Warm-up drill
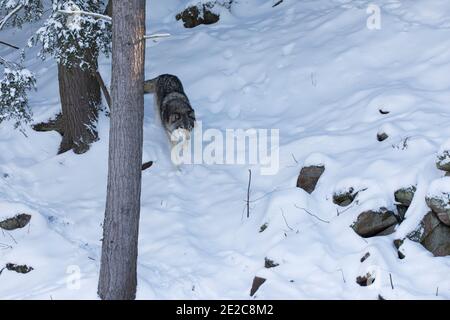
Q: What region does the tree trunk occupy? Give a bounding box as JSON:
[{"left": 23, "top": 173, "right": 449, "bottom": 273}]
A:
[
  {"left": 98, "top": 0, "right": 145, "bottom": 300},
  {"left": 58, "top": 64, "right": 101, "bottom": 154}
]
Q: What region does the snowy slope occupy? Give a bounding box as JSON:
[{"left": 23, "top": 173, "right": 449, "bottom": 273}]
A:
[{"left": 0, "top": 0, "right": 450, "bottom": 299}]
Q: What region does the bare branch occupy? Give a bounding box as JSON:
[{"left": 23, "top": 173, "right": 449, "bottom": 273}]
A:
[
  {"left": 247, "top": 169, "right": 252, "bottom": 218},
  {"left": 0, "top": 4, "right": 23, "bottom": 30},
  {"left": 0, "top": 40, "right": 20, "bottom": 50},
  {"left": 58, "top": 10, "right": 112, "bottom": 21},
  {"left": 144, "top": 33, "right": 171, "bottom": 40}
]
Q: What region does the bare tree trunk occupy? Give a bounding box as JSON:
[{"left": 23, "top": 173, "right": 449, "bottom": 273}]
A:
[
  {"left": 58, "top": 64, "right": 101, "bottom": 154},
  {"left": 98, "top": 0, "right": 145, "bottom": 299}
]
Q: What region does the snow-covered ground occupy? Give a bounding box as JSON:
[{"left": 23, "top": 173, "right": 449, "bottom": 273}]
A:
[{"left": 0, "top": 0, "right": 450, "bottom": 299}]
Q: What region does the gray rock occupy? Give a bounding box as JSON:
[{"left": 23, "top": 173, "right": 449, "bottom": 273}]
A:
[
  {"left": 264, "top": 257, "right": 280, "bottom": 269},
  {"left": 5, "top": 263, "right": 34, "bottom": 273},
  {"left": 175, "top": 0, "right": 233, "bottom": 28},
  {"left": 351, "top": 208, "right": 398, "bottom": 238},
  {"left": 297, "top": 166, "right": 325, "bottom": 193},
  {"left": 333, "top": 188, "right": 358, "bottom": 207},
  {"left": 377, "top": 132, "right": 389, "bottom": 142},
  {"left": 394, "top": 239, "right": 406, "bottom": 259},
  {"left": 422, "top": 223, "right": 450, "bottom": 257},
  {"left": 394, "top": 186, "right": 417, "bottom": 207},
  {"left": 250, "top": 277, "right": 266, "bottom": 297},
  {"left": 0, "top": 213, "right": 31, "bottom": 231},
  {"left": 425, "top": 194, "right": 450, "bottom": 226},
  {"left": 436, "top": 150, "right": 450, "bottom": 171}
]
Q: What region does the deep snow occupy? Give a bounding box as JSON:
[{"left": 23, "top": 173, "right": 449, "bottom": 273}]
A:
[{"left": 0, "top": 0, "right": 450, "bottom": 299}]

» **What is asked**: Return the lines of the records unchanged, starting at the line that contains "Q: What region does the deep" and ending at the final line of the records.

» **Written response**:
Q: What region does the deep snow occupy? Give a bounding box as JSON:
[{"left": 23, "top": 173, "right": 449, "bottom": 273}]
A:
[{"left": 0, "top": 0, "right": 450, "bottom": 299}]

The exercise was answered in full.